## Instructions for the task
Write out the part of the router API examples that begins at the words "Codex CLI Image" and stops after "image with --image.".

## Passage to read
Start of Block

OpenAI Responses Example

curl "$ROUTER_BASE_URL/v1/responses" \
-H "Authorization: Bearer $ROUTER_TOKEN" \
-H "Content-Type: application/json" \
-d '{
"model": "<allowed-vlm-model-group>",
"input": [{
"role": "user",
"content": [
{"type": "input_text", "text": "Read the receipt. Reply with only the merchant name."},
{"type": "input_image", "image_url": "https://cdn.learnopencv.com/wp-content/uploads/2018/06/04100007/receipt.png"}
]
}],
"max_output_tokens": 512,
"stream": false
}'

Anthropic Messages Example

curl "$ROUTER_BASE_URL/v1/messages" \
-H "Authorization: Bearer $ROUTER_TOKEN" \
-H "Content-Type: application/json" \
-d '{
"model": "<allowed-vlm-model-group>",
"max_tokens": 512,
"messages": [{
"role": "user",
"content": [
{"type": "text", "text": "Read the receipt. Reply with only the merchant name."},
{"type": "image", "source": {"type": "url", "url": "https://cdn.learnopencv.com/wp-content/uploads/2018/06/04100007/receipt.png"}}
]
}]
}'

Codex CLI Image Smoke

Codex CLI sends image attachments through the OpenAI Responses API shape. Configure an OpenAI-compatible provider that points at the router, then attach an image with --image.

End of Block

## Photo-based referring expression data
Start of Block

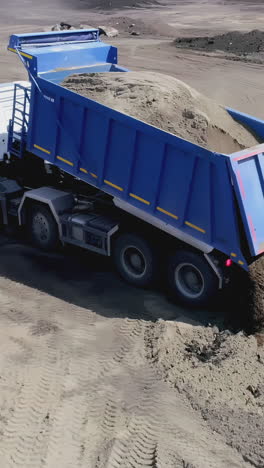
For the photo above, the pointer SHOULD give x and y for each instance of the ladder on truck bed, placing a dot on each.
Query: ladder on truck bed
(18, 125)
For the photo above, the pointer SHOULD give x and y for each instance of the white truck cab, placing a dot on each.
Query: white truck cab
(6, 110)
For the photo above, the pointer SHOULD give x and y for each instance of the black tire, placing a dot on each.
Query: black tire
(42, 228)
(191, 279)
(135, 260)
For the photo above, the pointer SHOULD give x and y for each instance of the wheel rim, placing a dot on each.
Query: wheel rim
(189, 280)
(40, 227)
(134, 262)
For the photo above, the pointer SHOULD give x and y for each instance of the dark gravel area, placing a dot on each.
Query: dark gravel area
(234, 42)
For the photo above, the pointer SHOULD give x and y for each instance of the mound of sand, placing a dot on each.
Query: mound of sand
(166, 103)
(219, 373)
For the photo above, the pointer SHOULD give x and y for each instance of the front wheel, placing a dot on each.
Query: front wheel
(191, 279)
(135, 259)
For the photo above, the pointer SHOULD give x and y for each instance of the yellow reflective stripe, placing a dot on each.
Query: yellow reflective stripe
(65, 160)
(195, 227)
(87, 172)
(167, 212)
(139, 199)
(21, 53)
(41, 149)
(113, 185)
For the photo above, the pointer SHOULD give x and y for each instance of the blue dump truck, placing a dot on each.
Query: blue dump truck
(78, 172)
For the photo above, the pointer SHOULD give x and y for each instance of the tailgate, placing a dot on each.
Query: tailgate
(247, 171)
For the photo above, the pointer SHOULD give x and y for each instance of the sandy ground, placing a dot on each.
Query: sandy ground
(89, 375)
(167, 103)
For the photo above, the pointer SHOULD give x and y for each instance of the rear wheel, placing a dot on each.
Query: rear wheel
(135, 259)
(42, 227)
(191, 278)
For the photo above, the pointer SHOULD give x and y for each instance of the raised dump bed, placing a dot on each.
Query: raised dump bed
(177, 186)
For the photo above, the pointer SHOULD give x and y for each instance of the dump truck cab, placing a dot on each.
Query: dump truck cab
(153, 201)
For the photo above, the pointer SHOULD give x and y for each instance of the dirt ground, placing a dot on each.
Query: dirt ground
(94, 373)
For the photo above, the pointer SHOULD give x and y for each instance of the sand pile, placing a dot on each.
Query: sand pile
(167, 103)
(219, 373)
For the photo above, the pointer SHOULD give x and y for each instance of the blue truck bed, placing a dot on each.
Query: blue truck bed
(173, 184)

End of Block

## Answer section
Codex CLI Image Smoke

Codex CLI sends image attachments through the OpenAI Responses API shape. Configure an OpenAI-compatible provider that points at the router, then attach an image with --image.